▸ Extrait du texte
***

La dialectique spatiale : les « côtés »

Ces événements initiaux, ces instants magiques sont pourtant bien au cœur du fonctionnement de la mémoire proustienne. La fulgurance de son jaillissement est toujours dédoublée : deux temps, deux perceptions, deux sensations, deux espaces s’y télescopent dans la condensation métaphorique de ces instants privilégiés.

Je prendrai pour dernier exemple l’ordre spatial : il s’agit bien sûr des deux "côtés", dont l’opposition est d’abord clairement posée. On l’a souvent dit, cette dualité géographique de Combray, partagée entre le côté de Méséglise et celui de Guermantes, est aussi un espace mental, lié à une distance autant temporelle que spatiale : « J’avais pu croire pendant des années qu’aller chez Mme Swann était une vague chimère que je n’atteindrais jamais ; après avoir passé un quart d’heure chez elle, c’est le temps où je ne la connaissais pas qui était devenu chimérique et vague comme un possible que la réalisation d’un autre possible a anéanti. » A ce stade, la définition de l’événement romanesque par Lotman est encore opératoire, car la frontière franchie par le héros est bien réelle : le changement « se composait de deux états que je ne pouvais, sans qu’ils cessassent d’être distincts l’un de l’autre, réussir à penser à la fois 1343  ». Il y a pourtant déjà cette singularité : cette frontière, dont le caractère social se traduit en termes spatiaux, a changé de nature en devenant temporelle. Le narrateur ne parvient plus à se transporter dans ce passé où l’espace à franchir paraissait incommensurable.

***

▸ Consigne donnée 1
Traduisez en anglais cette phrase de l'extrait du texte : « Le narrateur ne parvient plus à se transporter dans ce passé où l’espace à franchir paraissait incommensurable. »
▸ Consigne donnée 2
D'après l'extrait du texte, entre quels deux côtés la géographie de Combray est-elle partagée ?
▸ Consigne donnée 3
Restituez fidèlement le passage de l'extrait du texte situé entre « Ces événements initiaux, ces » et « ces instants privilégiés. », bornes incluses.
Le matériau présenté ensuite n'a aucun rapport avec l'extrait du texte.

▸ Extrait de données
***

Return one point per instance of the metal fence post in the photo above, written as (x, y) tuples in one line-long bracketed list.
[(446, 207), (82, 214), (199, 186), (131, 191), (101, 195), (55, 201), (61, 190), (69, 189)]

***

▸ Réponse complète 1
The narrator no longer succeeds in moving back into that past where the space to be crossed seemed immeasurable.

▸ Réponse complète 2
Entre le côté de Méséglise et celui de Guermantes.

▸ Réponse complète 3
Ces événements initiaux, ces instants magiques sont pourtant bien au cœur du fonctionnement de la mémoire proustienne. La fulgurance de son jaillissement est toujours dédoublée : deux temps, deux perceptions, deux sensations, deux espaces s’y télescopent dans la condensation métaphorique de ces instants privilégiés.